> _Task brief_: Give back all the data exactly, line by line.

[Entries from a pointing dataset]
START

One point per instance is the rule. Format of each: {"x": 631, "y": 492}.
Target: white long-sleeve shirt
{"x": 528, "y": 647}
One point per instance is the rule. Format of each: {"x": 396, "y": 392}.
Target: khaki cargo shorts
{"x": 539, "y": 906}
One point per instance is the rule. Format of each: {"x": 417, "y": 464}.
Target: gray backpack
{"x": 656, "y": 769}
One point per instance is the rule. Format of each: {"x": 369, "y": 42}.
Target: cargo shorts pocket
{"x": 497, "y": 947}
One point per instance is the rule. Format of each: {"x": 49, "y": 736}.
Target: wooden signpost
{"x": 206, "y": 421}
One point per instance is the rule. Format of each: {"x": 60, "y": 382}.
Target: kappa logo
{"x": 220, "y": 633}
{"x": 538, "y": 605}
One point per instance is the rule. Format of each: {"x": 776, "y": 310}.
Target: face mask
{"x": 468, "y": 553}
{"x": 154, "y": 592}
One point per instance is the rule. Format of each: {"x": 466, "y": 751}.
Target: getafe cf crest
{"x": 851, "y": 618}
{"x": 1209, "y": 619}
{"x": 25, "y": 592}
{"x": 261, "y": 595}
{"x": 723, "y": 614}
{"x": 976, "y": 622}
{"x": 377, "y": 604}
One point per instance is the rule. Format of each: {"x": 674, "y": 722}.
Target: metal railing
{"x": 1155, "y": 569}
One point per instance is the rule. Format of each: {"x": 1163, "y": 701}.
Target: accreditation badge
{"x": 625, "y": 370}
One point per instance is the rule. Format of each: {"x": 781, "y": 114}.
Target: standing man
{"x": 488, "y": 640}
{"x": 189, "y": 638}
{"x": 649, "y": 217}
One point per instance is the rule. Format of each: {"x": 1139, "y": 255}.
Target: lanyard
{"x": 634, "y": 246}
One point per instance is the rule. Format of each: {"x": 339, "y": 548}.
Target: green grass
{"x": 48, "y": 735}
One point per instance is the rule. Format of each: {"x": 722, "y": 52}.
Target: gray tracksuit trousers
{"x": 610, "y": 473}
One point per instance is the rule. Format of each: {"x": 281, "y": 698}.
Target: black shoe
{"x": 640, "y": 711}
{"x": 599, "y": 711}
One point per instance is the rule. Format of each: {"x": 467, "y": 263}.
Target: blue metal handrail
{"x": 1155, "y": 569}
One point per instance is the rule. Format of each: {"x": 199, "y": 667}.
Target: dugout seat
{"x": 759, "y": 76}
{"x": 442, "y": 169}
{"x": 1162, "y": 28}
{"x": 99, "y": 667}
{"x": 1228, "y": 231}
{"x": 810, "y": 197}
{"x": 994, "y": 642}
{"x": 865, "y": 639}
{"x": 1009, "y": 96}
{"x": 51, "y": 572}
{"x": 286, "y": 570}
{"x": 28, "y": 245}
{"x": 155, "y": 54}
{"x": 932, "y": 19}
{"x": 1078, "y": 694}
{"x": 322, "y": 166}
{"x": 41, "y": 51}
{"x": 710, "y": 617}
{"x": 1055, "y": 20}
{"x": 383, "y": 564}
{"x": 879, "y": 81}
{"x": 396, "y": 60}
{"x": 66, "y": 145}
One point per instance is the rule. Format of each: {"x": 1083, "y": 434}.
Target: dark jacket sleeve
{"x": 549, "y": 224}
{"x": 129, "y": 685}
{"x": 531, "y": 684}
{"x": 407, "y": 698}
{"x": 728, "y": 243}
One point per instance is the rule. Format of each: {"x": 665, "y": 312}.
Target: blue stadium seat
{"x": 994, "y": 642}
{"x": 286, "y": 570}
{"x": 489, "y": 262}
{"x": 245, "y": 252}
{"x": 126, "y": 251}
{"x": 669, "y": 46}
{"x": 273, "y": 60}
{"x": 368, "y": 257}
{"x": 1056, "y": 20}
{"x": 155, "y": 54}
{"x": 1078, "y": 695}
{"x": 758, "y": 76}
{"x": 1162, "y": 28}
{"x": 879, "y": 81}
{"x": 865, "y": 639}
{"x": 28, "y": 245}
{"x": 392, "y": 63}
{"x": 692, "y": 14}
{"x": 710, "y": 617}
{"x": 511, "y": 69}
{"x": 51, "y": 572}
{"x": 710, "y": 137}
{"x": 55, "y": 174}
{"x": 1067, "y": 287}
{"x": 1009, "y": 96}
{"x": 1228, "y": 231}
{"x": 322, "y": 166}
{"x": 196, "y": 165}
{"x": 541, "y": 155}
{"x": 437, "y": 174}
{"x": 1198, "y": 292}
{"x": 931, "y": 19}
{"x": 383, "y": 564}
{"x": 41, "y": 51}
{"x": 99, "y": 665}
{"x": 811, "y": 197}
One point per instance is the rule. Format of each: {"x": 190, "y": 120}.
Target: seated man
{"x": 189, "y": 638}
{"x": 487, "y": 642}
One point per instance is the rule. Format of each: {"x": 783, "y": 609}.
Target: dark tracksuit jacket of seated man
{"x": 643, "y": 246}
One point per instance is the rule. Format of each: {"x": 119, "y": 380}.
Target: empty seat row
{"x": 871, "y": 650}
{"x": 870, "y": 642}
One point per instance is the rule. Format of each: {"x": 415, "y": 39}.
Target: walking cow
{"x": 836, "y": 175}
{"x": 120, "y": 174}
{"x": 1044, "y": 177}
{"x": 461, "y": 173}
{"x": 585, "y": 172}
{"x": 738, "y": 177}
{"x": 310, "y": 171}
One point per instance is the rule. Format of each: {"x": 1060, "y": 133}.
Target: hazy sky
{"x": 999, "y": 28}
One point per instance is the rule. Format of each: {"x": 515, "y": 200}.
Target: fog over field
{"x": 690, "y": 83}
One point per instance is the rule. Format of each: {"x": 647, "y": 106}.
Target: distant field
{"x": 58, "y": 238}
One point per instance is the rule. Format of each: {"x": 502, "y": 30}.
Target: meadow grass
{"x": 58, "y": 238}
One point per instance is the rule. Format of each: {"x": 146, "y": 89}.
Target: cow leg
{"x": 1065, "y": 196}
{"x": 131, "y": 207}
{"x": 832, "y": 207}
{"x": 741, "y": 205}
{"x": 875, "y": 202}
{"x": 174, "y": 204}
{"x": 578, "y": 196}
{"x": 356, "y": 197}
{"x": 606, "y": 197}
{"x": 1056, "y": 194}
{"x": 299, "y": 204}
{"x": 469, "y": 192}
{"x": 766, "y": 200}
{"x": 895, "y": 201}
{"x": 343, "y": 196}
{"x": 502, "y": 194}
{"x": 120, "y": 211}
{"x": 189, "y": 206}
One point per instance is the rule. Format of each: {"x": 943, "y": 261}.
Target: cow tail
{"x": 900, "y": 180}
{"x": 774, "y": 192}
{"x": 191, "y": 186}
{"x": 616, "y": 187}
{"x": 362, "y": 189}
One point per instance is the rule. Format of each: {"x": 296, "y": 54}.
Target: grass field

END

> _Reply_:
One point per instance is the rule. Format of each: {"x": 631, "y": 492}.
Target: white long-sleeve shirt
{"x": 528, "y": 647}
One point per instance is the rule. Format of each: {"x": 396, "y": 392}.
Target: khaki cargo shorts
{"x": 539, "y": 906}
One point per instance is the rule. Format of each: {"x": 417, "y": 464}.
Target: gray backpack
{"x": 656, "y": 769}
One point per instance is the rule. Format of each: {"x": 369, "y": 42}.
Target: cargo shorts pocket
{"x": 497, "y": 947}
One point per instance is the rule. Format of each: {"x": 49, "y": 736}.
Target: wooden signpost
{"x": 206, "y": 421}
One point per instance is the rule. Format of each: {"x": 60, "y": 382}.
Target: kappa logo
{"x": 220, "y": 633}
{"x": 538, "y": 605}
One point per instance is the rule. Format of each: {"x": 776, "y": 310}.
Target: face mask
{"x": 468, "y": 553}
{"x": 154, "y": 592}
One point per instance is the rule. Format of each: {"x": 466, "y": 751}.
Target: getafe cf crest
{"x": 851, "y": 618}
{"x": 1209, "y": 619}
{"x": 25, "y": 592}
{"x": 261, "y": 595}
{"x": 723, "y": 614}
{"x": 976, "y": 622}
{"x": 377, "y": 604}
One point per instance is the rule. Format of each: {"x": 674, "y": 722}.
Target: metal railing
{"x": 1155, "y": 569}
One point per instance is the rule. Format of each: {"x": 1163, "y": 701}.
Target: accreditation badge
{"x": 625, "y": 370}
One point per instance is the rule. Format of each: {"x": 781, "y": 114}.
Target: standing man
{"x": 488, "y": 640}
{"x": 189, "y": 638}
{"x": 649, "y": 217}
One point per instance is the rule. Format of each: {"x": 1139, "y": 255}.
Target: lanyard
{"x": 634, "y": 246}
One point per instance is the rule. Format of each: {"x": 339, "y": 548}.
Target: green grass
{"x": 48, "y": 735}
One point per instance is the rule. Format of each: {"x": 722, "y": 52}.
Target: gray tracksuit trousers
{"x": 610, "y": 473}
One point per instance is the rule. Format of each: {"x": 281, "y": 698}.
Target: black shoe
{"x": 640, "y": 711}
{"x": 599, "y": 711}
One point per instance is the rule. Format of each: {"x": 467, "y": 263}.
Target: blue metal handrail
{"x": 1155, "y": 569}
One point per instance is the rule. Format of each: {"x": 199, "y": 667}.
Target: dugout seat
{"x": 759, "y": 76}
{"x": 442, "y": 169}
{"x": 1162, "y": 28}
{"x": 99, "y": 667}
{"x": 1228, "y": 231}
{"x": 810, "y": 197}
{"x": 994, "y": 642}
{"x": 865, "y": 639}
{"x": 1009, "y": 96}
{"x": 51, "y": 572}
{"x": 286, "y": 570}
{"x": 28, "y": 245}
{"x": 155, "y": 54}
{"x": 932, "y": 19}
{"x": 1078, "y": 694}
{"x": 322, "y": 166}
{"x": 41, "y": 51}
{"x": 710, "y": 617}
{"x": 1055, "y": 20}
{"x": 383, "y": 564}
{"x": 879, "y": 81}
{"x": 396, "y": 60}
{"x": 66, "y": 145}
One point per instance is the rule. Format of each: {"x": 1083, "y": 434}.
Target: dark jacket sleeve
{"x": 549, "y": 224}
{"x": 129, "y": 685}
{"x": 531, "y": 684}
{"x": 407, "y": 698}
{"x": 728, "y": 243}
One point per instance is the rule. Format of each: {"x": 665, "y": 312}.
Target: blue stadium seat
{"x": 994, "y": 642}
{"x": 286, "y": 570}
{"x": 489, "y": 262}
{"x": 245, "y": 252}
{"x": 126, "y": 251}
{"x": 669, "y": 46}
{"x": 273, "y": 60}
{"x": 368, "y": 257}
{"x": 1056, "y": 20}
{"x": 155, "y": 54}
{"x": 1078, "y": 695}
{"x": 758, "y": 76}
{"x": 1162, "y": 28}
{"x": 879, "y": 81}
{"x": 865, "y": 639}
{"x": 28, "y": 245}
{"x": 392, "y": 63}
{"x": 692, "y": 14}
{"x": 710, "y": 617}
{"x": 511, "y": 69}
{"x": 51, "y": 572}
{"x": 710, "y": 137}
{"x": 55, "y": 174}
{"x": 1067, "y": 287}
{"x": 1009, "y": 96}
{"x": 1228, "y": 231}
{"x": 322, "y": 166}
{"x": 196, "y": 165}
{"x": 541, "y": 155}
{"x": 437, "y": 174}
{"x": 1198, "y": 292}
{"x": 931, "y": 19}
{"x": 383, "y": 564}
{"x": 41, "y": 51}
{"x": 99, "y": 665}
{"x": 811, "y": 197}
One point per instance is the rule. Format of each: {"x": 190, "y": 120}.
Target: seated man
{"x": 189, "y": 638}
{"x": 487, "y": 642}
One point per instance is the rule. Format of each: {"x": 783, "y": 609}.
Target: dark tracksuit jacket of seated man
{"x": 643, "y": 246}
One point per instance is the rule. Format of each: {"x": 119, "y": 380}.
Target: empty seat row
{"x": 871, "y": 650}
{"x": 870, "y": 642}
One point per instance is the rule. Format of each: {"x": 415, "y": 39}.
Target: walking cow
{"x": 836, "y": 175}
{"x": 120, "y": 174}
{"x": 1044, "y": 177}
{"x": 461, "y": 173}
{"x": 585, "y": 172}
{"x": 738, "y": 177}
{"x": 310, "y": 171}
One point per instance is the rule. Format of each: {"x": 1060, "y": 133}.
Target: hazy sky
{"x": 999, "y": 28}
One point per instance is the rule. Format of each: {"x": 515, "y": 200}.
Target: fog over field
{"x": 690, "y": 83}
One point per instance is the rule. Format of each: {"x": 647, "y": 106}.
Target: distant field
{"x": 58, "y": 238}
One point per instance is the rule. Format of each: {"x": 502, "y": 30}.
Target: meadow grass
{"x": 58, "y": 238}
One point per instance is the rule. Format of each: {"x": 146, "y": 89}.
Target: cow leg
{"x": 1065, "y": 196}
{"x": 131, "y": 207}
{"x": 832, "y": 207}
{"x": 741, "y": 205}
{"x": 875, "y": 202}
{"x": 174, "y": 204}
{"x": 578, "y": 196}
{"x": 356, "y": 197}
{"x": 606, "y": 197}
{"x": 1056, "y": 194}
{"x": 299, "y": 204}
{"x": 469, "y": 192}
{"x": 766, "y": 200}
{"x": 895, "y": 201}
{"x": 343, "y": 196}
{"x": 502, "y": 194}
{"x": 120, "y": 211}
{"x": 189, "y": 206}
One point per instance is the rule. Format of each: {"x": 943, "y": 261}.
Target: cow tail
{"x": 900, "y": 180}
{"x": 774, "y": 192}
{"x": 191, "y": 186}
{"x": 616, "y": 187}
{"x": 362, "y": 189}
One point per instance is the rule. Format of each: {"x": 296, "y": 54}.
Target: grass field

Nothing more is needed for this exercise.